#### BRANO PROPOSTO

Per finire ci sono gli eventi e i workshop di formazione. Dare degli strumenti ai giovani scienziati per muoversi nel mondo dei finanziamenti alla ricerca trovo sia fondamentale. A me è mancato questo tipo di servizio che mi avrebbe aiutata a capire come muovermi e ad avere più sicurezza. È una sfida trovare un modo sempre più coinvolgente ed efficace per spiegare come si scrive un progetto di ricerca: dall’eccellenza scientifica non si può prescindere, ma anche l’occhio di chi legge (e valuta) vuole la sua parte.
Consiglio questo lavoro a chi ha la capacità di lavorare sotto pressione (o vuole imparare a farlo), a chi sa tener testa alle personalità forti senza perdere la pazienza (o vuole imparare a farlo), a chi crede nel lavoro degli scienziati e a chi ama profondamente la ricerca, che è un mondo molto più ampio, affascinante e variegato di quanto si possa immaginare quando già si lavora a qualcosa che si adora in laboratorio.
Che cosa hai imparato durante il dottorato che ti è utile oggi?

########
#### SEZIONE DATI

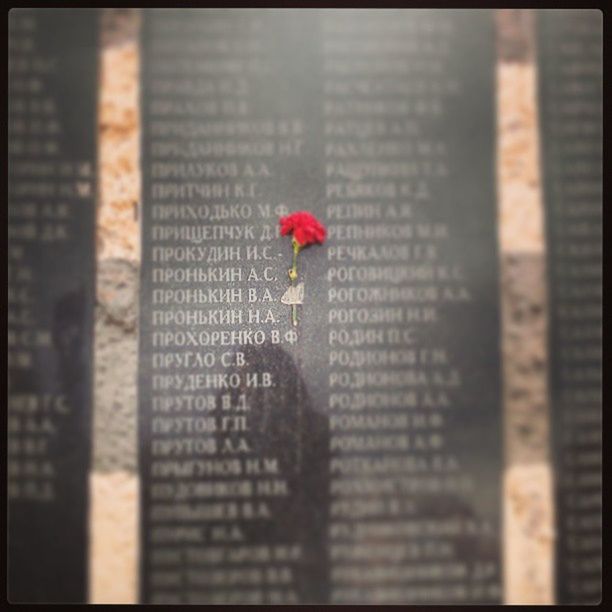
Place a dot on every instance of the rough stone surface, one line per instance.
(113, 576)
(116, 347)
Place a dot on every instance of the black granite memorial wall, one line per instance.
(51, 215)
(356, 457)
(570, 86)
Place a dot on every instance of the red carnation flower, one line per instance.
(306, 230)
(305, 227)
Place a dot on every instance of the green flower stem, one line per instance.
(293, 278)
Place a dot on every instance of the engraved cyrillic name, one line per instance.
(332, 461)
(51, 202)
(570, 82)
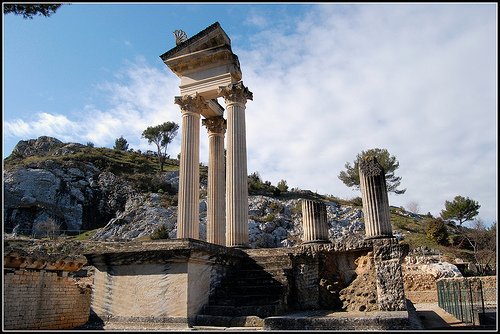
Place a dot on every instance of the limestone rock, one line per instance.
(441, 270)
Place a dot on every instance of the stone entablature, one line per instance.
(39, 294)
(54, 262)
(204, 62)
(169, 281)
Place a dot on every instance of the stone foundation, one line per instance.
(39, 294)
(172, 281)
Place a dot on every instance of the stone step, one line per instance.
(259, 273)
(262, 311)
(244, 300)
(229, 321)
(268, 263)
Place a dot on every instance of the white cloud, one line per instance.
(406, 78)
(140, 96)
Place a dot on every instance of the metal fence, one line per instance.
(468, 299)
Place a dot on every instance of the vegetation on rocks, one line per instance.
(134, 190)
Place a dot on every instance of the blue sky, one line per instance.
(329, 80)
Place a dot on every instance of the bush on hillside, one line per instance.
(436, 231)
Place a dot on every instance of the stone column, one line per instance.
(216, 215)
(375, 199)
(188, 222)
(388, 256)
(315, 223)
(236, 96)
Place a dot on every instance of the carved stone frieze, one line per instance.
(215, 124)
(235, 93)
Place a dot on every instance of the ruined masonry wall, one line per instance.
(37, 299)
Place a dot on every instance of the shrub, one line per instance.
(436, 230)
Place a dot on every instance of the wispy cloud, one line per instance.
(418, 80)
(406, 78)
(140, 96)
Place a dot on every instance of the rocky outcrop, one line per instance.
(79, 196)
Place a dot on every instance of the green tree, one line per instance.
(460, 209)
(483, 241)
(160, 233)
(161, 135)
(350, 177)
(282, 186)
(121, 144)
(436, 230)
(30, 10)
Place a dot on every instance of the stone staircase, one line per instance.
(258, 289)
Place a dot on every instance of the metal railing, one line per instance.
(465, 298)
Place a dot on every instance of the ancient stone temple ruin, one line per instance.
(188, 282)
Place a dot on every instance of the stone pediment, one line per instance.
(204, 63)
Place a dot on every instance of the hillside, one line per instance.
(108, 194)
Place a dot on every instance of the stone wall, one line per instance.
(39, 299)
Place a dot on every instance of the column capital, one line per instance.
(215, 125)
(235, 93)
(189, 103)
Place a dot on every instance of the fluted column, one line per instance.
(314, 222)
(235, 96)
(375, 200)
(188, 222)
(216, 206)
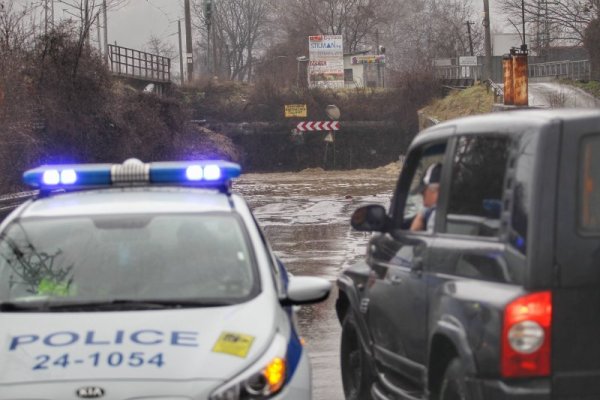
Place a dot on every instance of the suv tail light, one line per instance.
(526, 341)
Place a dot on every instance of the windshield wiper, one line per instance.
(115, 304)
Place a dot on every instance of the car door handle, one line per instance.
(417, 266)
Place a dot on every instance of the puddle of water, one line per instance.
(306, 217)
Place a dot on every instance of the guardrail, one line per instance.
(576, 70)
(498, 90)
(458, 72)
(138, 64)
(9, 202)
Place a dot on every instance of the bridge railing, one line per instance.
(138, 64)
(456, 72)
(576, 70)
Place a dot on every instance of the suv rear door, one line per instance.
(576, 300)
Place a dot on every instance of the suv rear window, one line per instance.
(589, 218)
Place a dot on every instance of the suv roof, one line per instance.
(507, 122)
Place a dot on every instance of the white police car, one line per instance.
(146, 281)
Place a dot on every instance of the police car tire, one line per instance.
(453, 383)
(357, 377)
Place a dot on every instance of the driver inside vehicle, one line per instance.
(429, 190)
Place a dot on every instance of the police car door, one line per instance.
(397, 308)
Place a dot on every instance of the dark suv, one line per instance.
(501, 299)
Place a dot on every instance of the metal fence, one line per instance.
(456, 72)
(138, 64)
(576, 70)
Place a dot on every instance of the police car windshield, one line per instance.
(199, 259)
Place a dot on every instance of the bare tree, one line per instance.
(552, 22)
(236, 26)
(158, 46)
(15, 25)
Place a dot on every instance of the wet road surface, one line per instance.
(306, 217)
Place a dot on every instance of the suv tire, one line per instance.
(357, 376)
(453, 383)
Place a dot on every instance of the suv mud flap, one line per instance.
(384, 386)
(538, 389)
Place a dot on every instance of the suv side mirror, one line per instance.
(306, 290)
(370, 218)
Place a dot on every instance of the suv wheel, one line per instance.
(357, 377)
(453, 384)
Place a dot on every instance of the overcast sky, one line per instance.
(134, 24)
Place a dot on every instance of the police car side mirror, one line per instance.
(370, 218)
(306, 290)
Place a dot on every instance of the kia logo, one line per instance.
(90, 392)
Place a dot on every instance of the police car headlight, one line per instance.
(262, 380)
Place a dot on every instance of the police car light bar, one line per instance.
(212, 173)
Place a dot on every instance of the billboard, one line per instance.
(326, 61)
(368, 59)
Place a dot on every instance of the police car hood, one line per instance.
(182, 344)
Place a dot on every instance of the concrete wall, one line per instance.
(358, 144)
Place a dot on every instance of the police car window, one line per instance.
(203, 258)
(478, 173)
(589, 186)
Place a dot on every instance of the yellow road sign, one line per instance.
(296, 110)
(235, 344)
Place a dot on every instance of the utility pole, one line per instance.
(208, 21)
(469, 23)
(180, 51)
(378, 66)
(524, 46)
(87, 25)
(105, 31)
(188, 40)
(488, 41)
(98, 33)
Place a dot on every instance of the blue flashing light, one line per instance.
(51, 177)
(68, 177)
(212, 172)
(196, 173)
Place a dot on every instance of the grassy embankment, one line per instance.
(459, 103)
(591, 87)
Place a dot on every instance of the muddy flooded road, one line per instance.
(306, 217)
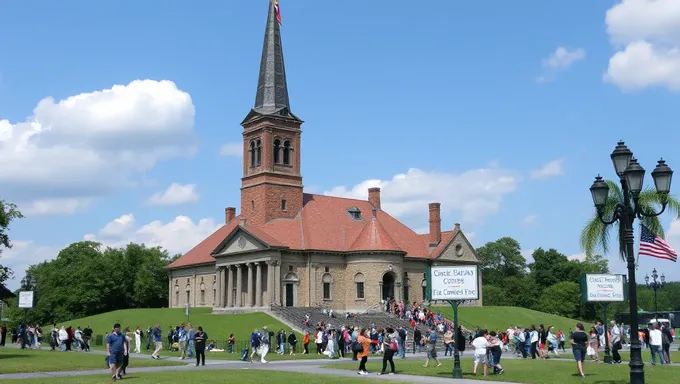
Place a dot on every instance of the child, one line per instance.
(481, 344)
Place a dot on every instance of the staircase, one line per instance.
(295, 316)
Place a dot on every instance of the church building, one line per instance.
(291, 248)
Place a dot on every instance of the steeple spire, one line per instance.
(272, 90)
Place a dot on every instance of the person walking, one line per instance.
(191, 334)
(138, 340)
(199, 342)
(390, 347)
(157, 335)
(115, 350)
(578, 347)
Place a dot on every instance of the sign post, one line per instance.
(603, 289)
(454, 285)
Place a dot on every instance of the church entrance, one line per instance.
(290, 297)
(388, 285)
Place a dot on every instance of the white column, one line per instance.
(249, 293)
(239, 285)
(230, 286)
(258, 285)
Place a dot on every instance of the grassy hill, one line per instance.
(493, 318)
(218, 327)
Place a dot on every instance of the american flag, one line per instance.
(654, 246)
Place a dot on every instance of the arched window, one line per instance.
(359, 281)
(286, 152)
(258, 149)
(252, 153)
(277, 148)
(327, 280)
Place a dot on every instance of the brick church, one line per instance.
(291, 248)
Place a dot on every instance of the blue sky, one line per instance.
(476, 97)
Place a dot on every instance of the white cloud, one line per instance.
(530, 219)
(176, 194)
(22, 255)
(577, 257)
(177, 236)
(550, 169)
(560, 60)
(91, 144)
(232, 150)
(58, 206)
(476, 194)
(646, 34)
(563, 58)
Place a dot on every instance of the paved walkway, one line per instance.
(300, 366)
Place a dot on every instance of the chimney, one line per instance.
(435, 224)
(229, 214)
(374, 197)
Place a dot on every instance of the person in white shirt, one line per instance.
(616, 342)
(481, 344)
(655, 343)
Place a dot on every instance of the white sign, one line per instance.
(26, 299)
(454, 283)
(604, 288)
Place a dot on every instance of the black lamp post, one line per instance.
(631, 176)
(655, 284)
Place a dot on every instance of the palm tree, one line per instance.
(596, 235)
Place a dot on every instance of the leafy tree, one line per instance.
(562, 299)
(549, 267)
(595, 235)
(8, 213)
(494, 296)
(84, 280)
(501, 259)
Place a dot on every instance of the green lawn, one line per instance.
(209, 377)
(532, 371)
(15, 360)
(218, 327)
(493, 318)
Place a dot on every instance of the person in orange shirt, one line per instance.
(305, 342)
(364, 341)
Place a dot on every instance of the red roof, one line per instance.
(324, 224)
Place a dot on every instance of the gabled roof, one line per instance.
(324, 224)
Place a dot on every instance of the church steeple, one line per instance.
(272, 90)
(271, 186)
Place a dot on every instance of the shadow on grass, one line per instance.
(11, 356)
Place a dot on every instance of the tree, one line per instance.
(596, 235)
(549, 267)
(495, 296)
(561, 299)
(501, 259)
(8, 213)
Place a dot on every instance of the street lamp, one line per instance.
(655, 284)
(631, 176)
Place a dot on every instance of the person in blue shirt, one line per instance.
(157, 335)
(116, 349)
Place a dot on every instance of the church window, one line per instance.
(355, 213)
(327, 280)
(252, 153)
(258, 150)
(286, 152)
(277, 149)
(359, 281)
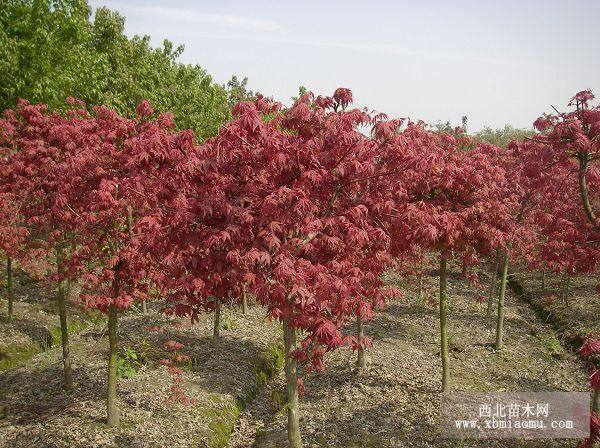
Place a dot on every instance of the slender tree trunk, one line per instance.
(112, 410)
(244, 299)
(493, 285)
(291, 377)
(500, 321)
(62, 313)
(543, 280)
(217, 321)
(420, 282)
(567, 287)
(443, 333)
(9, 286)
(583, 189)
(360, 336)
(130, 228)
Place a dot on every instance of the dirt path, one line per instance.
(37, 413)
(395, 402)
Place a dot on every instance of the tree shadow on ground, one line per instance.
(38, 396)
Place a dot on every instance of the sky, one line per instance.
(497, 62)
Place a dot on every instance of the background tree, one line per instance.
(51, 50)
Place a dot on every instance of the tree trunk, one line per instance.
(583, 190)
(567, 287)
(493, 285)
(112, 410)
(543, 281)
(62, 313)
(217, 321)
(244, 299)
(443, 333)
(420, 282)
(500, 321)
(291, 377)
(360, 336)
(130, 228)
(9, 286)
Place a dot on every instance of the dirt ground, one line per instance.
(217, 380)
(395, 403)
(578, 315)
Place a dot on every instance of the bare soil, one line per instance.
(395, 402)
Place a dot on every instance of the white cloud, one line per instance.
(185, 15)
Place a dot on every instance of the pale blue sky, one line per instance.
(495, 61)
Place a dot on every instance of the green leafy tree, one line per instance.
(503, 136)
(50, 50)
(238, 91)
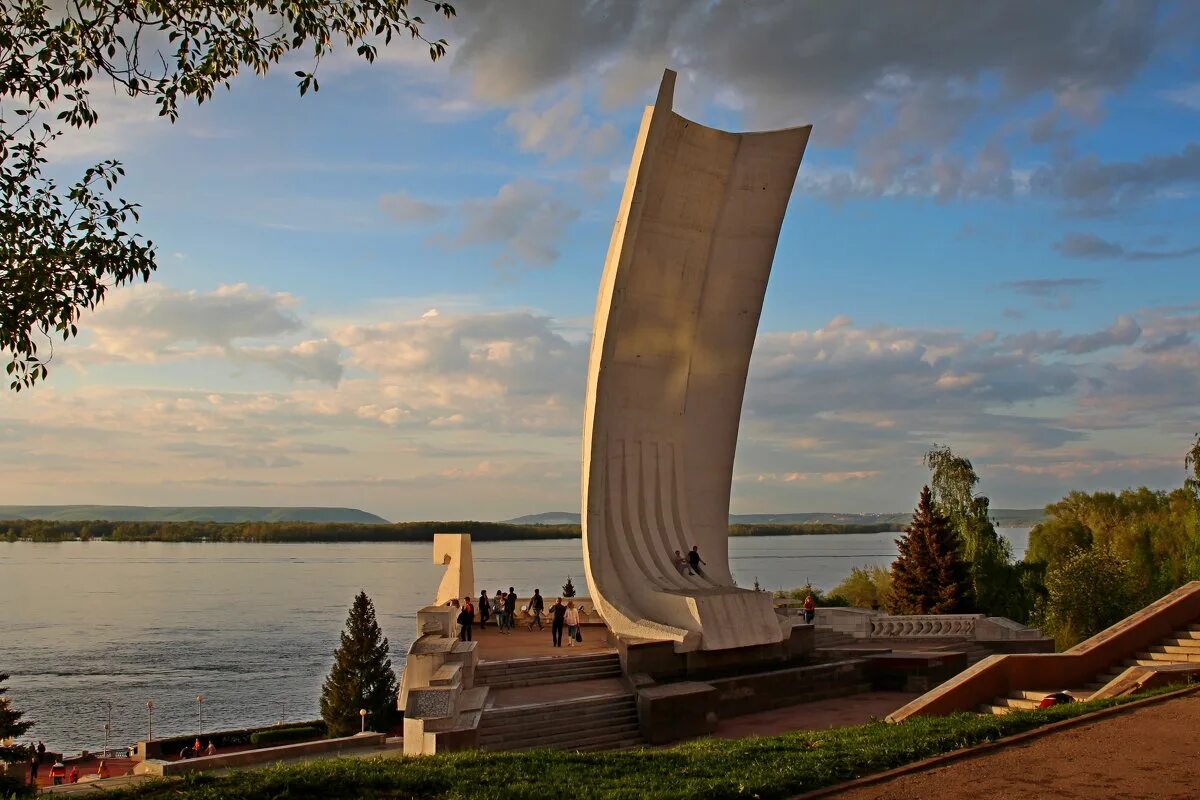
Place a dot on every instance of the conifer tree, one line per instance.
(361, 677)
(929, 576)
(11, 726)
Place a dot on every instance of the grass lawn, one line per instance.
(774, 767)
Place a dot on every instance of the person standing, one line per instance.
(573, 623)
(557, 617)
(510, 608)
(537, 605)
(485, 608)
(498, 609)
(466, 619)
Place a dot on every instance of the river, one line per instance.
(90, 631)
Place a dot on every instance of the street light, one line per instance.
(108, 723)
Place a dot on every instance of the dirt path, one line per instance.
(1150, 753)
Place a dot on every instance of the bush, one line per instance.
(13, 787)
(867, 587)
(232, 738)
(283, 735)
(1086, 593)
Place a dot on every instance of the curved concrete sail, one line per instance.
(676, 319)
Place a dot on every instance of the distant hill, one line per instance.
(1003, 517)
(190, 513)
(547, 518)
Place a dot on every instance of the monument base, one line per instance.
(660, 661)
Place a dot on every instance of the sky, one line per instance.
(381, 295)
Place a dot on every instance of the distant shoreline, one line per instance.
(40, 530)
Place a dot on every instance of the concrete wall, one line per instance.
(262, 756)
(999, 675)
(676, 318)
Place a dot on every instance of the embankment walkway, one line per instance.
(1150, 753)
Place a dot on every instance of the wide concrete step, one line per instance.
(492, 726)
(546, 661)
(1017, 702)
(558, 709)
(1176, 651)
(1157, 654)
(1183, 642)
(552, 678)
(595, 743)
(577, 737)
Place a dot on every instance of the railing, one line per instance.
(933, 625)
(999, 675)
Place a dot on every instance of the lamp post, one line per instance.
(108, 723)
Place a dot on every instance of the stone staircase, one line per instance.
(546, 669)
(586, 725)
(1180, 647)
(826, 638)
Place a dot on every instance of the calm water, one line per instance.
(253, 626)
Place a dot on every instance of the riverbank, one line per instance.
(42, 530)
(767, 767)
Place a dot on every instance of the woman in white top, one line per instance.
(573, 623)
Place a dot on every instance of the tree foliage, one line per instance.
(1087, 591)
(61, 248)
(929, 576)
(867, 587)
(12, 726)
(361, 677)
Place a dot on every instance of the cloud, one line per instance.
(407, 209)
(1186, 96)
(1090, 246)
(905, 92)
(1095, 187)
(562, 128)
(154, 323)
(1122, 332)
(525, 221)
(1053, 293)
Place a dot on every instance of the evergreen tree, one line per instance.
(929, 577)
(11, 726)
(361, 677)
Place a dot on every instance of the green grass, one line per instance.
(775, 767)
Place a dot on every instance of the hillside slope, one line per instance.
(189, 513)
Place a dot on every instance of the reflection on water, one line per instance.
(253, 626)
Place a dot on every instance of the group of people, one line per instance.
(503, 606)
(690, 563)
(196, 751)
(59, 773)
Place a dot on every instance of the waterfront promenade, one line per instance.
(1150, 753)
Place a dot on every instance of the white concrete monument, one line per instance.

########

SFIDE ▸
- A) Riporta dal brano sui finanziamenti alla ricerca la parte che va da "Consiglio questo lavoro" fino a "è utile oggi?" compreso.
- B) Riprendi il brano sui finanziamenti alla ricerca e proseguilo dal punto in cui si ferma.

RISPOSTE PER COMPITO ▸
- A)
Consiglio questo lavoro a chi ha la capacità di lavorare sotto pressione (o vuole imparare a farlo), a chi sa tener testa alle personalità forti senza perdere la pazienza (o vuole imparare a farlo), a chi crede nel lavoro degli scienziati e a chi ama profondamente la ricerca, che è un mondo molto più ampio, affascinante e variegato di quanto si possa immaginare quando già si lavora a qualcosa che si adora in laboratorio.
Che cosa hai imparato durante il dottorato che ti è utile oggi?

- B)
Il metodo scientifico, la precisione e l’attenzione ai dettagli, la capacità di parlare in pubblico nonostante un’innata paura. La voglia di conoscere cose nuove e di capire come funzionano. La capacità di guardare da un’altra prospettiva quando qualcosa non procede secondo i piani. Sapere far fronte agli insuccessi. Saper osservare. Saper analizzare i fatti. Trarre conclusioni e renderle disponibili agli altri. Lavorare in team. Capire che, in un progetto condiviso, ogni partner ha le sue priorità e che si può trovare un modo per metterle d’accordo. Avere uno scambio proficuo con chi ti sta di fronte, con chi ne sa meno di te e con chi ne sa di più. Non aver paura di difendere un’idea quando i dati la sostengono. Chiedere una mano a un collega quando serve. Sapersi arrangiare con quello che si ha (e questo è vero soprattutto per i lab italiani dove le risorse sono scarse). Avere sempre uno sguardo vivo e attento. Avere pronta una nuova domanda quando trovi una risposta attendibile a quella precedente.
Ti penti di qualcosa in relazione al dottorato e alle scelte successive?
Il dottorato è una grande avventura e un grande privilegio. Lavorare come accademico ti dà la libertà di poter pensare a un’idea e di esplorarla. La libertà di soddisfare la tua curiosità, di spingere ogni giorno un po’ più in là i confini della conoscenza. La liberà di scegliere come impegnare le tue risorse cerebrali. Impagabile e difficile da trovare in altri contesti. Quindi sono felice di aver concesso a me stessa questa possibilità e di averla portata a termine.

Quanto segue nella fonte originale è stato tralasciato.